Stored data

§

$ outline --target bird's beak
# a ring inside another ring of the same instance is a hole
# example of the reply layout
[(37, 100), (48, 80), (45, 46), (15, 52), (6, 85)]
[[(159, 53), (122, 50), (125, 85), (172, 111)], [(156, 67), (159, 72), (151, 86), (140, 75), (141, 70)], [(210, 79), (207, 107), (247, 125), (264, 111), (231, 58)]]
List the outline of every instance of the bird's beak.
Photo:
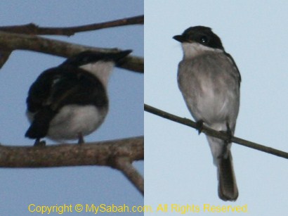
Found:
[(179, 42), (181, 43), (183, 42), (186, 42), (187, 39), (183, 37), (182, 35), (175, 35), (173, 39), (176, 39), (177, 42)]

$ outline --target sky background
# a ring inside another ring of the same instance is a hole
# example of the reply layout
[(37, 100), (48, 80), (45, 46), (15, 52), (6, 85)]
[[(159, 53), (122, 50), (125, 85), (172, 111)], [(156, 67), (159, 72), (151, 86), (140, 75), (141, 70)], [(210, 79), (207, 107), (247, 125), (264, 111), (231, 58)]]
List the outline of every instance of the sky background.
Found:
[[(182, 50), (172, 37), (191, 26), (212, 27), (242, 78), (235, 136), (288, 151), (287, 11), (284, 1), (145, 0), (145, 103), (192, 118), (176, 82)], [(240, 195), (224, 202), (204, 134), (145, 113), (145, 205), (197, 205), (195, 215), (211, 215), (205, 203), (247, 204), (242, 214), (249, 215), (287, 212), (287, 160), (233, 144)]]
[[(43, 27), (68, 27), (143, 14), (143, 1), (0, 2), (0, 25), (3, 26), (34, 23)], [(69, 38), (49, 38), (95, 47), (132, 49), (132, 55), (143, 57), (143, 25), (140, 25), (79, 33)], [(15, 51), (10, 56), (0, 70), (1, 144), (33, 145), (34, 141), (24, 137), (29, 127), (25, 116), (27, 93), (42, 71), (64, 60), (27, 51)], [(108, 91), (110, 108), (106, 120), (97, 132), (86, 137), (86, 141), (143, 135), (143, 75), (117, 68)], [(143, 162), (134, 164), (143, 174)], [(31, 215), (27, 210), (30, 203), (143, 205), (142, 195), (121, 172), (110, 167), (2, 168), (0, 176), (0, 215)]]

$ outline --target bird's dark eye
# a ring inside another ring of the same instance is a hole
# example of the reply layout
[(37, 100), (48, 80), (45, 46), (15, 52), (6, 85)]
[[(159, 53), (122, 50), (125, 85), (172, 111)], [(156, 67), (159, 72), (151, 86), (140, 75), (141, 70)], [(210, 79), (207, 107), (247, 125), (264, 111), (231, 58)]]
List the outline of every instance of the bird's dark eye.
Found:
[(202, 36), (200, 38), (201, 43), (206, 44), (208, 42), (208, 38), (206, 36)]
[(83, 63), (87, 63), (87, 62), (89, 62), (89, 58), (87, 57), (87, 56), (84, 57), (84, 58), (82, 58), (82, 62), (83, 62)]

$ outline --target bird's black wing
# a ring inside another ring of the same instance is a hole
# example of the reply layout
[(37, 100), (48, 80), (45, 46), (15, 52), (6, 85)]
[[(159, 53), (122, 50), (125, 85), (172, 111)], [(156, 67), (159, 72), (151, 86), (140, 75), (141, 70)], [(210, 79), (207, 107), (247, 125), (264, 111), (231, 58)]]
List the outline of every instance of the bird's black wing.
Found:
[(37, 112), (44, 107), (58, 111), (68, 104), (105, 106), (106, 91), (102, 83), (89, 72), (63, 66), (44, 72), (29, 91), (28, 110)]
[(25, 136), (44, 137), (53, 117), (71, 104), (107, 108), (106, 91), (94, 75), (80, 68), (65, 65), (44, 71), (28, 92), (27, 110), (34, 116)]
[(235, 61), (234, 61), (233, 58), (232, 57), (232, 56), (230, 54), (229, 54), (228, 53), (225, 52), (225, 54), (226, 55), (227, 57), (228, 57), (232, 62), (234, 64), (234, 66), (237, 69), (237, 77), (238, 77), (238, 82), (239, 82), (239, 86), (240, 86), (240, 82), (241, 82), (241, 75), (240, 75), (240, 72), (239, 71), (238, 67), (236, 65)]

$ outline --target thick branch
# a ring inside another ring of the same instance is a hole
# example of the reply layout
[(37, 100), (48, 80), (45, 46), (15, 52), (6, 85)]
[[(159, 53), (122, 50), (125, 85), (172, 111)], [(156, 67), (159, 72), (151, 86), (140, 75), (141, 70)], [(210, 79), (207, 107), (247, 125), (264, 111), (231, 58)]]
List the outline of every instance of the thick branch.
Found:
[(105, 165), (114, 167), (114, 158), (144, 159), (143, 136), (47, 146), (0, 146), (1, 167), (52, 167)]
[(67, 27), (41, 27), (37, 26), (34, 23), (30, 23), (24, 25), (3, 26), (0, 27), (0, 30), (12, 33), (34, 35), (46, 34), (71, 36), (74, 34), (75, 33), (81, 32), (87, 32), (107, 27), (143, 23), (144, 15), (139, 15), (105, 23), (93, 23), (81, 26), (73, 26)]
[[(174, 122), (199, 129), (199, 128), (197, 128), (197, 127), (196, 122), (190, 120), (188, 120), (187, 118), (183, 118), (183, 117), (178, 117), (176, 115), (166, 113), (164, 111), (162, 111), (161, 110), (159, 110), (157, 108), (155, 108), (152, 106), (150, 106), (146, 104), (144, 105), (144, 110), (147, 112), (153, 113), (158, 116), (160, 116), (160, 117), (171, 120), (172, 121), (174, 121)], [(206, 127), (205, 125), (203, 125), (203, 129), (202, 130), (202, 132), (207, 135), (219, 138), (223, 140), (228, 140), (228, 139), (230, 138), (226, 133), (216, 131), (208, 127)], [(254, 142), (251, 142), (247, 140), (244, 140), (244, 139), (240, 139), (236, 136), (232, 137), (230, 140), (233, 143), (235, 143), (237, 144), (240, 144), (240, 145), (242, 145), (247, 147), (259, 150), (259, 151), (263, 151), (268, 153), (270, 153), (276, 156), (279, 156), (279, 157), (288, 159), (288, 153), (284, 152), (284, 151), (282, 151), (275, 149), (270, 147), (267, 147), (267, 146), (258, 144), (256, 143), (254, 143)]]
[[(37, 36), (18, 34), (0, 31), (0, 46), (1, 50), (30, 50), (65, 58), (71, 57), (81, 51), (91, 50), (98, 52), (117, 52), (117, 49), (95, 48), (88, 46), (63, 42)], [(1, 66), (1, 65), (0, 65)], [(135, 72), (144, 72), (143, 58), (127, 56), (120, 66)]]

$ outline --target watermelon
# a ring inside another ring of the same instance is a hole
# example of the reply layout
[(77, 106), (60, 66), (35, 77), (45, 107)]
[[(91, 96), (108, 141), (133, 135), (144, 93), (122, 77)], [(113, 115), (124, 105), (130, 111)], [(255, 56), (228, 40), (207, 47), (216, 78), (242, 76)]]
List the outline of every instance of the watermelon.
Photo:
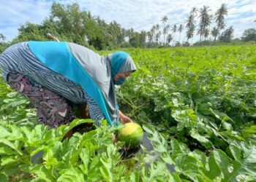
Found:
[(140, 146), (143, 138), (143, 130), (140, 124), (135, 122), (128, 122), (124, 127), (117, 132), (117, 140), (124, 141), (129, 149), (136, 148)]

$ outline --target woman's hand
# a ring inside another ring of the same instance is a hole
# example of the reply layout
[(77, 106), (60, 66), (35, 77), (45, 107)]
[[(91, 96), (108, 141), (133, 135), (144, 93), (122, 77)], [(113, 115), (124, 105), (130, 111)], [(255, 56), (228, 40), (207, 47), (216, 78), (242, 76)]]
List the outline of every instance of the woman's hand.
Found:
[(120, 111), (119, 111), (119, 121), (124, 124), (127, 123), (127, 122), (132, 122), (132, 119), (130, 119), (129, 117), (125, 116)]

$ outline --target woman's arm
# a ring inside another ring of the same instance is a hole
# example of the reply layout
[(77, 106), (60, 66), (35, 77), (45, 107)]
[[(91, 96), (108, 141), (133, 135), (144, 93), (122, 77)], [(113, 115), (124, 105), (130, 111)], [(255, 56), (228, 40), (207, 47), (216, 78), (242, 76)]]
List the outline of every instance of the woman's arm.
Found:
[(119, 120), (122, 124), (125, 124), (127, 122), (132, 122), (132, 119), (125, 116), (120, 110), (119, 110)]

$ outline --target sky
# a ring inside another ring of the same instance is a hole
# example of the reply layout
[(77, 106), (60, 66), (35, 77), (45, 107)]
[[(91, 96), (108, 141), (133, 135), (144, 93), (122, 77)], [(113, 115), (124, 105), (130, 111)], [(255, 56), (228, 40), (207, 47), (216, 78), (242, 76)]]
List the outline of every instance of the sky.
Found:
[[(1, 0), (0, 33), (7, 41), (18, 36), (18, 29), (26, 22), (41, 23), (49, 16), (52, 0)], [(55, 0), (67, 4), (77, 2), (81, 10), (90, 11), (92, 15), (99, 16), (107, 23), (116, 20), (121, 27), (135, 31), (149, 31), (159, 23), (163, 26), (161, 19), (167, 15), (166, 23), (184, 24), (192, 7), (208, 6), (211, 14), (215, 13), (222, 3), (227, 5), (228, 15), (225, 17), (227, 28), (233, 25), (234, 37), (241, 37), (245, 29), (256, 28), (256, 0)], [(198, 19), (197, 19), (198, 23)], [(211, 28), (214, 25), (211, 25)], [(178, 39), (176, 33), (175, 39)], [(181, 35), (181, 40), (183, 35)], [(198, 39), (198, 36), (194, 38)]]

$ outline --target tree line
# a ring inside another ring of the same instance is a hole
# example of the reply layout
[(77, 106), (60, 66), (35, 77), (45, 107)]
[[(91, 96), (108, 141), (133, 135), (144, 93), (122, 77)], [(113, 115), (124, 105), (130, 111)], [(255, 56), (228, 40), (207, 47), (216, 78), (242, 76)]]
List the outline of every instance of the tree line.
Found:
[[(78, 4), (64, 6), (53, 2), (49, 17), (41, 24), (29, 22), (18, 28), (18, 35), (11, 42), (4, 41), (5, 36), (0, 33), (0, 52), (10, 44), (23, 41), (48, 40), (46, 34), (54, 34), (61, 41), (75, 42), (96, 50), (113, 50), (119, 47), (159, 47), (170, 46), (201, 45), (206, 43), (230, 42), (233, 38), (232, 26), (225, 29), (225, 17), (227, 15), (225, 4), (214, 14), (208, 6), (197, 9), (193, 7), (185, 24), (170, 25), (168, 17), (164, 16), (160, 24), (154, 25), (146, 31), (135, 31), (133, 28), (124, 29), (113, 20), (107, 23), (99, 16), (93, 16), (90, 12), (81, 11)], [(197, 20), (199, 23), (197, 25)], [(211, 29), (214, 21), (214, 26)], [(181, 33), (185, 39), (181, 41)], [(178, 33), (178, 39), (175, 39)], [(193, 37), (197, 34), (200, 41), (193, 44)], [(213, 40), (209, 40), (211, 36)], [(244, 31), (243, 41), (256, 41), (256, 30)]]

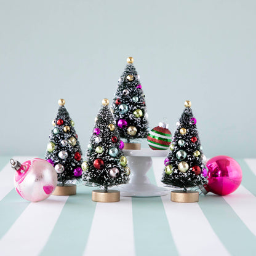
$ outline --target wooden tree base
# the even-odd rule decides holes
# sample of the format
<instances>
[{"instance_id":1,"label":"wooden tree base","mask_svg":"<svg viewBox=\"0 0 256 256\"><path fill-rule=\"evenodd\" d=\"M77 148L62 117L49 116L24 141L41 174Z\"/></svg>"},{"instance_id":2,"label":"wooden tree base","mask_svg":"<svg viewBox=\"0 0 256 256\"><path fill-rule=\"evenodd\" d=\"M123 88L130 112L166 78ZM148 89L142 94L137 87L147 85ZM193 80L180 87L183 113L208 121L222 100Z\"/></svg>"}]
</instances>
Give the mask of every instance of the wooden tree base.
<instances>
[{"instance_id":1,"label":"wooden tree base","mask_svg":"<svg viewBox=\"0 0 256 256\"><path fill-rule=\"evenodd\" d=\"M140 150L140 143L124 143L124 150Z\"/></svg>"},{"instance_id":2,"label":"wooden tree base","mask_svg":"<svg viewBox=\"0 0 256 256\"><path fill-rule=\"evenodd\" d=\"M52 194L54 196L72 196L76 194L76 185L72 185L71 186L57 186Z\"/></svg>"},{"instance_id":3,"label":"wooden tree base","mask_svg":"<svg viewBox=\"0 0 256 256\"><path fill-rule=\"evenodd\" d=\"M103 190L93 190L92 200L94 202L113 202L120 201L120 191L119 190L110 190L105 192Z\"/></svg>"},{"instance_id":4,"label":"wooden tree base","mask_svg":"<svg viewBox=\"0 0 256 256\"><path fill-rule=\"evenodd\" d=\"M193 190L173 190L170 193L170 200L177 202L198 202L199 193Z\"/></svg>"}]
</instances>

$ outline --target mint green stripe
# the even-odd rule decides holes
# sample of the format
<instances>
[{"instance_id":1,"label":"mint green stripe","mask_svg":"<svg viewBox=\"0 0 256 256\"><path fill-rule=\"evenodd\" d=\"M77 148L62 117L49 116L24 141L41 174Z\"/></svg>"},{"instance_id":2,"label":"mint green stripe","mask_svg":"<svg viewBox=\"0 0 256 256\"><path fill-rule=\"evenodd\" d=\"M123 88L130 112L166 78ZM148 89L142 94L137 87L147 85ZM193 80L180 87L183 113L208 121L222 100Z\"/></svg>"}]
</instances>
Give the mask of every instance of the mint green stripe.
<instances>
[{"instance_id":1,"label":"mint green stripe","mask_svg":"<svg viewBox=\"0 0 256 256\"><path fill-rule=\"evenodd\" d=\"M92 201L94 189L79 185L77 194L68 197L41 255L82 255L97 204Z\"/></svg>"},{"instance_id":2,"label":"mint green stripe","mask_svg":"<svg viewBox=\"0 0 256 256\"><path fill-rule=\"evenodd\" d=\"M212 194L201 195L198 204L220 240L232 255L255 255L255 236L222 196Z\"/></svg>"},{"instance_id":3,"label":"mint green stripe","mask_svg":"<svg viewBox=\"0 0 256 256\"><path fill-rule=\"evenodd\" d=\"M153 168L148 177L156 185ZM136 255L178 255L161 197L132 200Z\"/></svg>"},{"instance_id":4,"label":"mint green stripe","mask_svg":"<svg viewBox=\"0 0 256 256\"><path fill-rule=\"evenodd\" d=\"M236 159L239 164L242 171L242 184L252 194L256 196L256 176L250 170L244 159Z\"/></svg>"},{"instance_id":5,"label":"mint green stripe","mask_svg":"<svg viewBox=\"0 0 256 256\"><path fill-rule=\"evenodd\" d=\"M13 189L0 201L0 239L20 217L30 202L23 199Z\"/></svg>"},{"instance_id":6,"label":"mint green stripe","mask_svg":"<svg viewBox=\"0 0 256 256\"><path fill-rule=\"evenodd\" d=\"M6 164L10 163L10 159L11 158L11 156L0 156L0 172L4 169Z\"/></svg>"},{"instance_id":7,"label":"mint green stripe","mask_svg":"<svg viewBox=\"0 0 256 256\"><path fill-rule=\"evenodd\" d=\"M164 134L163 132L158 132L156 130L152 129L152 132L155 132L156 134L160 134L161 135L164 135L164 136L167 136L167 137L172 137L172 135L170 134Z\"/></svg>"}]
</instances>

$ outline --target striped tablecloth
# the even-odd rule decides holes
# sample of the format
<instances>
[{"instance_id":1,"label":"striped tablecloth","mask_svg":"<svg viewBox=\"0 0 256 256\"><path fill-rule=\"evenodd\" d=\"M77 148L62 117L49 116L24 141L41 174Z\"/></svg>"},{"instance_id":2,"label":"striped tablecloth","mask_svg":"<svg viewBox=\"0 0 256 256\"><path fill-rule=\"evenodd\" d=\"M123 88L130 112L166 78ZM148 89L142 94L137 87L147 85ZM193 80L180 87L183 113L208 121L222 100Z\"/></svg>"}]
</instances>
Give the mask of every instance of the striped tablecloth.
<instances>
[{"instance_id":1,"label":"striped tablecloth","mask_svg":"<svg viewBox=\"0 0 256 256\"><path fill-rule=\"evenodd\" d=\"M31 158L15 157L23 162ZM0 255L256 255L256 159L233 194L180 204L167 196L91 201L92 188L30 203L14 189L10 158L0 158ZM148 174L162 186L164 159Z\"/></svg>"}]
</instances>

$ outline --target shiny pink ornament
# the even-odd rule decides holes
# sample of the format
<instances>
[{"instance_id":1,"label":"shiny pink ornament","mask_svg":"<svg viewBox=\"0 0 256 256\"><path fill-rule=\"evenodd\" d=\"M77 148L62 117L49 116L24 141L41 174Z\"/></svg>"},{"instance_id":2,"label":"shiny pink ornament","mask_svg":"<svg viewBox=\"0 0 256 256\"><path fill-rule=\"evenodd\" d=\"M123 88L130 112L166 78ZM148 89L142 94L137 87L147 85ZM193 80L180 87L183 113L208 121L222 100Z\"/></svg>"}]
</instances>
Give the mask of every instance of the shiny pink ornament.
<instances>
[{"instance_id":1,"label":"shiny pink ornament","mask_svg":"<svg viewBox=\"0 0 256 256\"><path fill-rule=\"evenodd\" d=\"M31 202L38 202L47 198L54 192L58 177L50 162L34 158L18 164L20 166L15 168L14 186L20 196ZM11 164L15 168L12 161Z\"/></svg>"},{"instance_id":2,"label":"shiny pink ornament","mask_svg":"<svg viewBox=\"0 0 256 256\"><path fill-rule=\"evenodd\" d=\"M124 129L127 126L127 122L125 119L120 119L118 122L118 126L119 128Z\"/></svg>"},{"instance_id":3,"label":"shiny pink ornament","mask_svg":"<svg viewBox=\"0 0 256 256\"><path fill-rule=\"evenodd\" d=\"M242 182L242 169L233 158L218 156L206 162L208 184L204 186L207 192L224 196L234 192Z\"/></svg>"},{"instance_id":4,"label":"shiny pink ornament","mask_svg":"<svg viewBox=\"0 0 256 256\"><path fill-rule=\"evenodd\" d=\"M119 149L120 150L122 150L124 148L124 142L122 140L120 140L120 146L119 146Z\"/></svg>"}]
</instances>

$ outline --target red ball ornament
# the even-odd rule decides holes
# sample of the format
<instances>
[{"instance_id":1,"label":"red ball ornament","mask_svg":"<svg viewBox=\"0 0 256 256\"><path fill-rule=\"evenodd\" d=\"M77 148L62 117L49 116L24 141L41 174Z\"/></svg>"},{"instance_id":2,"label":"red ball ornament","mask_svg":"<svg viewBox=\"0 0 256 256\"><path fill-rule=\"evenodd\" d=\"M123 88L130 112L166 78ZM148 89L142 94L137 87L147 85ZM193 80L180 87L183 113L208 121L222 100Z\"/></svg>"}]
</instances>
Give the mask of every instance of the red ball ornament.
<instances>
[{"instance_id":1,"label":"red ball ornament","mask_svg":"<svg viewBox=\"0 0 256 256\"><path fill-rule=\"evenodd\" d=\"M113 136L111 140L112 140L112 142L114 142L114 143L118 142L118 137L116 136Z\"/></svg>"},{"instance_id":2,"label":"red ball ornament","mask_svg":"<svg viewBox=\"0 0 256 256\"><path fill-rule=\"evenodd\" d=\"M64 124L64 121L62 119L58 119L57 121L57 124L58 124L58 126L62 126L62 124Z\"/></svg>"},{"instance_id":3,"label":"red ball ornament","mask_svg":"<svg viewBox=\"0 0 256 256\"><path fill-rule=\"evenodd\" d=\"M120 98L117 98L116 100L116 105L120 105L121 104L121 100L120 100Z\"/></svg>"},{"instance_id":4,"label":"red ball ornament","mask_svg":"<svg viewBox=\"0 0 256 256\"><path fill-rule=\"evenodd\" d=\"M102 170L104 167L104 162L100 158L97 158L94 160L94 166L98 170Z\"/></svg>"},{"instance_id":5,"label":"red ball ornament","mask_svg":"<svg viewBox=\"0 0 256 256\"><path fill-rule=\"evenodd\" d=\"M74 153L74 159L76 161L80 161L82 158L82 156L81 155L81 154L79 152L76 152Z\"/></svg>"},{"instance_id":6,"label":"red ball ornament","mask_svg":"<svg viewBox=\"0 0 256 256\"><path fill-rule=\"evenodd\" d=\"M236 160L230 156L217 156L206 162L208 184L204 186L204 194L212 192L225 196L239 186L242 178L242 169Z\"/></svg>"},{"instance_id":7,"label":"red ball ornament","mask_svg":"<svg viewBox=\"0 0 256 256\"><path fill-rule=\"evenodd\" d=\"M192 167L192 171L194 172L196 175L198 175L201 174L201 168L198 166L194 166Z\"/></svg>"},{"instance_id":8,"label":"red ball ornament","mask_svg":"<svg viewBox=\"0 0 256 256\"><path fill-rule=\"evenodd\" d=\"M196 138L196 137L193 137L191 138L191 142L192 142L193 143L195 143L197 141L198 141L198 138Z\"/></svg>"}]
</instances>

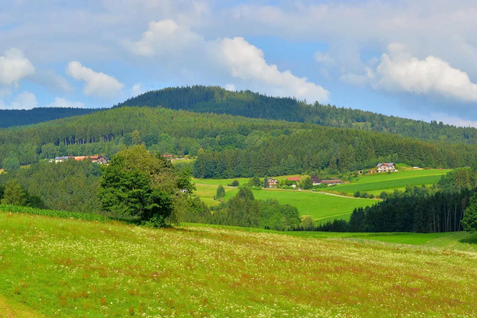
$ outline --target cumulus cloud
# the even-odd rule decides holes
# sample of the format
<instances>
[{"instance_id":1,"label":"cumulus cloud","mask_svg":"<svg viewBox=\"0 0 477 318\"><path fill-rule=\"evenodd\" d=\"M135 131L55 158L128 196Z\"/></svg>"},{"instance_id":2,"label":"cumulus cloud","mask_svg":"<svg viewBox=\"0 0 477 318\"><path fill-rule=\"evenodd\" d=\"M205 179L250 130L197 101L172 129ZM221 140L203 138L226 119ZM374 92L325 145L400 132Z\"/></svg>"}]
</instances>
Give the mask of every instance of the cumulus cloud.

§

Reproduce exactly, with nothing added, the lines from the one that contains "--target cumulus cloud" to the end of the data.

# Reply to the exercise
$ outline --target cumulus cloud
# the even-odd rule decides holes
# sample of the format
<instances>
[{"instance_id":1,"label":"cumulus cloud","mask_svg":"<svg viewBox=\"0 0 477 318\"><path fill-rule=\"evenodd\" d=\"M135 131L55 158L128 196Z\"/></svg>"},{"instance_id":2,"label":"cumulus cloud","mask_svg":"<svg viewBox=\"0 0 477 318\"><path fill-rule=\"evenodd\" d=\"M205 179L250 130L197 101L172 129ZM221 140L203 138L226 119ZM374 92L325 145L400 132Z\"/></svg>"}]
</instances>
Give the mask of every instance of the cumulus cloud.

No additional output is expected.